◆ **Exercise materials**
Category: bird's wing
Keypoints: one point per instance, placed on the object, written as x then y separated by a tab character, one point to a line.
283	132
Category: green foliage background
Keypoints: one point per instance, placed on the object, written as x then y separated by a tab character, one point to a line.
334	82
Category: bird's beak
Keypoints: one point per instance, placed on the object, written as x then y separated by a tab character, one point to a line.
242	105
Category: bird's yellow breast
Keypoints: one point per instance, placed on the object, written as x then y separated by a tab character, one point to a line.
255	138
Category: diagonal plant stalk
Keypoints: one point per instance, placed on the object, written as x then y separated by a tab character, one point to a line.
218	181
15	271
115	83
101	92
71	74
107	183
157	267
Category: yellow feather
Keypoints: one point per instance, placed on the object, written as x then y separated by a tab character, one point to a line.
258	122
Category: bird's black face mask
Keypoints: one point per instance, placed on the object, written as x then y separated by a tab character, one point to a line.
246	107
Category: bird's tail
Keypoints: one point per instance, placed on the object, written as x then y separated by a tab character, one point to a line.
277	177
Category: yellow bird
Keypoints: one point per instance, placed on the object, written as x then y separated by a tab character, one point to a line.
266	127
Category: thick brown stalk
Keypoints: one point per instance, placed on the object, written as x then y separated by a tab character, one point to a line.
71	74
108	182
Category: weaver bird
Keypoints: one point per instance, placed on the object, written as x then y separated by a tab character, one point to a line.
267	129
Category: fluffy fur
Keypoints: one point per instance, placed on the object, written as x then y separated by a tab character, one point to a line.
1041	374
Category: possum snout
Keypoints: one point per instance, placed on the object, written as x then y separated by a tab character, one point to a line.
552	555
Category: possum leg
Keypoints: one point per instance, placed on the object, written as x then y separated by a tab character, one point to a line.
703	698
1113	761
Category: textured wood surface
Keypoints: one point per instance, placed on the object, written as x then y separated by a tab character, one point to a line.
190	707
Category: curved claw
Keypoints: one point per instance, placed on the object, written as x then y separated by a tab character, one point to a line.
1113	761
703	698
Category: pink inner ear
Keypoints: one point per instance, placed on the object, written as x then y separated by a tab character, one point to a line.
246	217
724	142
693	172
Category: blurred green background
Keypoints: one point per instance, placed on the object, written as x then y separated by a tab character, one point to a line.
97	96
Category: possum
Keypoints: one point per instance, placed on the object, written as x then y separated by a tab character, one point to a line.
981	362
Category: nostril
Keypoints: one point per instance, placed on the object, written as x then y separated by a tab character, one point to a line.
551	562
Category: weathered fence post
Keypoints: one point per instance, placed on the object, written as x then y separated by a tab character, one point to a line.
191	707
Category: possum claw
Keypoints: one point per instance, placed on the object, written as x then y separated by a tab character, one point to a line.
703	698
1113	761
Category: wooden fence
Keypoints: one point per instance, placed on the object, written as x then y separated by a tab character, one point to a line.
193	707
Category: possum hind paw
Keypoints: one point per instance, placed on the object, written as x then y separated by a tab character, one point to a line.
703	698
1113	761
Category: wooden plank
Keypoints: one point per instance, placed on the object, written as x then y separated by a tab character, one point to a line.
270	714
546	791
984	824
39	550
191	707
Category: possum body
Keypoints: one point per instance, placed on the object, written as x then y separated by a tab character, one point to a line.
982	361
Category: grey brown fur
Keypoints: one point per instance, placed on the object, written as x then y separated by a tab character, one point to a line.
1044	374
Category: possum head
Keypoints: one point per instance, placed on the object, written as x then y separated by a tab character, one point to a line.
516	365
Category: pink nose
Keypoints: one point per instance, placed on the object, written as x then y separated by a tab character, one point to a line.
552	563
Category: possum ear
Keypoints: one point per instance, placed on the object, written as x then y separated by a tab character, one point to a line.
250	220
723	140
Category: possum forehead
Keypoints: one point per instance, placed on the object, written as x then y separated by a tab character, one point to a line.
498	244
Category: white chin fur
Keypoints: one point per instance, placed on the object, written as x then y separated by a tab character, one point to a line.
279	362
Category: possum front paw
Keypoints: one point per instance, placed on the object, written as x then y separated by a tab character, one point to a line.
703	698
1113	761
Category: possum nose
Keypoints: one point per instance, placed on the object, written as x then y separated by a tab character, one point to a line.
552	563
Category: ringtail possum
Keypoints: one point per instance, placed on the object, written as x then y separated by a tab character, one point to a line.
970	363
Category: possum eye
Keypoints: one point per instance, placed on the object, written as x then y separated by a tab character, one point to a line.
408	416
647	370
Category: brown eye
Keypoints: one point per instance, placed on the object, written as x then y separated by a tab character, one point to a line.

◆ **What the task asks**
Repeat each of the entries above precisely as given.

◆ **Written reply**
Category: bird's wing
Keypoints: one point per instance, placed on the object, written as x then y separated by a tab character, one point to a line.
283	132
Category: green foliage background
Keypoints: one point per instance, placed on the object, written as x then y separated by a tab character, one point to a line.
334	82
Category: bird's beak
Keypoints: one point per instance, placed on the object, written as x then y separated by a tab character, one point to a line.
242	105
Category: bird's yellow breast
Keypoints: one point per instance, placed on the object, written as x then y separated by a tab character, one point to a line.
255	138
Category: diagonal plant stalk
Keypoints: one point per instance, placed on the object, written as x then y separated by a tab character, one point to a line.
218	181
15	271
115	83
101	92
71	74
107	183
157	267
Category: yellow feather
Keypoints: one point per instance, placed on the object, written as x then y separated by a tab character, one point to a line.
258	122
Category: bird's black face mask
Keypoints: one point per instance, placed on the object, written as x then y separated by a tab character, one point to a line.
246	107
Category: bird's tail
Keypoints: one point per instance, placed on the object, written as x then y separated by a tab character, one point to a line.
277	177
Category: yellow bird
Keypoints: one point per instance, placed on the object, written as x then y separated by a tab character, one point to a line.
266	127
Category: thick brown stalk
Keypoints: one point per instance, placed on the object, written as x then y separated by a tab character, one point to a line.
71	74
108	182
Category: weaver bird
Keypoints: one point per instance, placed on the object, written as x then y separated by a tab character, one point to a line.
267	129
Category: fluffy fur
Keypoints: one point per instance, placed on the object, written as x then y separated by a tab character, one point to a line.
1041	374
Category: possum snout
Keypoints: one point per instance, placed on the object, written as x then y separated by a tab character, one point to a line.
552	555
Category: possum leg
Keypoints: one point per instance, placed on the object, written as x then y separated by a tab character, one point to a line.
703	698
1113	761
Category: textured wood surface
Keypoints: one point per instance, placed on the object, written as x then y separated by a tab character, one point to a line.
190	707
Category: curved claw
Keypoints: one point per instance, placed on the object, written as x then y separated by a tab character, one point to a line.
1113	761
703	698
Category: pink inner ear
Keypoints: one point per instance, placed on the object, written as x then y separated by a tab character, one point to a line.
246	217
724	142
693	172
Category: blurred green background
Keypoints: one point per instance, placed on the object, written as x then y separated by a tab character, one point to a line.
97	96
Category: possum
Keypoints: one point per instance, placed on the object, written as x then y separated by a tab character, one point to a line.
981	362
Category: nostril
Keypoints: one point per instance, placed on the object, written as x then y separated by a tab character, one point to a line.
551	562
Category: weathered fence post
Keypoints: one point per instance, placed on the object, written as x then y separated by a tab character, one point to a line.
191	707
Category: possum claw
Keypoints: one point per instance, placed on the object, written as x then y separated by a tab character, one point to a line.
703	698
1113	761
Category: wooden fence
Keypoints: one point per instance, placed on the object, written as x then y separated by a tab character, one point to a line.
193	707
Category: possum hind paw
Keypoints: one point per instance, placed on the object, written as x then y separated by a tab character, one point to a line.
703	698
1113	761
Category: wooden plank
Keypoints: one point per instance, placed on the object, written as x then y separated by a tab character, one point to a line.
270	714
546	791
984	824
39	550
191	707
Category: possum body
Keypoints: one point per instance, placed on the object, written as x then y separated by a tab character, one point to a line.
982	361
Category: grey brown fur
Keypoints: one point per instance, placed on the object, written as x then y separated by a tab character, one point to a line.
1044	374
Category: possum head
Keypoints: one point per instance, placed on the object, written as x then y separated by a tab character, one point to a line.
516	365
Category: pink nose
Keypoints: one point per instance, placed on the object, written as x then y separated by a tab character, one point to a line.
552	563
Category: possum ear
Keypoints: one point per instance, placed on the object, written as x then y separated by a tab character, one point to a line.
250	220
723	140
Category: possum forehead
Keypoints: one point per instance, placed on the object, written as x then y separated by a tab character, one point to a line.
498	244
Category: white chin fur
Keypoints: one point per instance, placed on the object, written as x then y separated by a tab character, one point to a line.
279	362
Category: possum front paw
Keypoints: one point per instance, placed on the object, written as x then y separated by a tab character, one point to a line.
703	698
1113	761
Category: possum nose
Keypoints: one point per instance, placed on the object, written as x then y separated by a tab character, one point to a line.
552	563
Category: ringtail possum
Keypoints: one point per instance, placed on the object, written as x then y separated by a tab character, one point to a line.
970	363
Category: possum eye
Keypoints: one point per instance, placed on the object, written as x then y separated by a tab character, one point to a line.
408	416
647	370
Category: brown eye
Keypoints: one point per instance, placed on the object, written as x then y separated by a tab character, one point to a line.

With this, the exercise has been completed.